Return the material exactly as supplied, apart from the pictures, which are omitted.

(Dataset excerpt)
>> Begin

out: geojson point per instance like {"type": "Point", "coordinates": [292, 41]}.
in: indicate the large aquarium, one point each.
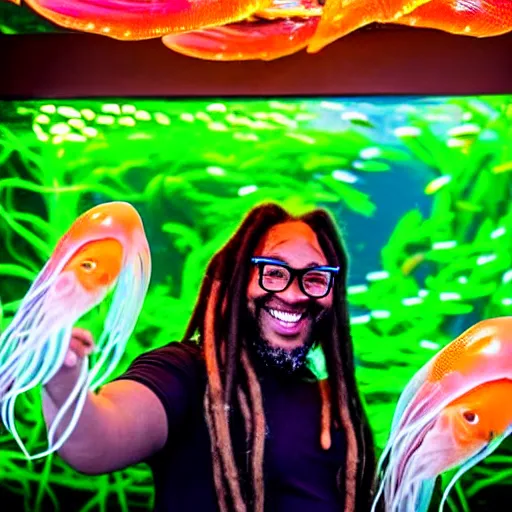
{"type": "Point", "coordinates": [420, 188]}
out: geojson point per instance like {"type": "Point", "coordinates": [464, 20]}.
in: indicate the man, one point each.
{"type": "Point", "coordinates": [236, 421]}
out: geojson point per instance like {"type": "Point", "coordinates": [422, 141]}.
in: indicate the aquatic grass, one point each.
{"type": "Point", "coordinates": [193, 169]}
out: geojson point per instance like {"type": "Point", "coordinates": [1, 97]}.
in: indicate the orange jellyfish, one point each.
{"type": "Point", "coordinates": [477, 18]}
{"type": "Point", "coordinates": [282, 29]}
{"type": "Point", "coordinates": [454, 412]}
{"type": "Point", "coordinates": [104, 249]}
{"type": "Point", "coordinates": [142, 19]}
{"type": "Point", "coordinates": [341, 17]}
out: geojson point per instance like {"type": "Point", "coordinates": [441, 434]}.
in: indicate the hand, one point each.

>> End

*SOLVED EXERCISE*:
out: geojson point per instance like {"type": "Point", "coordinates": [292, 41]}.
in: indicate the large aquarium, one point each.
{"type": "Point", "coordinates": [420, 188]}
out: geojson point per instance like {"type": "Point", "coordinates": [464, 20]}.
in: indicate the man, one point each.
{"type": "Point", "coordinates": [236, 421]}
out: geojson point per instance like {"type": "Point", "coordinates": [422, 141]}.
in: indicate the aquatic grass, one point each.
{"type": "Point", "coordinates": [193, 169]}
out: geojson point per instance like {"type": "Point", "coordinates": [1, 97]}.
in: indicate the orange jellyfish, one point each.
{"type": "Point", "coordinates": [477, 18]}
{"type": "Point", "coordinates": [282, 29]}
{"type": "Point", "coordinates": [454, 412]}
{"type": "Point", "coordinates": [104, 249]}
{"type": "Point", "coordinates": [142, 19]}
{"type": "Point", "coordinates": [341, 17]}
out: geojson point per instance like {"type": "Point", "coordinates": [441, 434]}.
in: indicate the hand, one point each.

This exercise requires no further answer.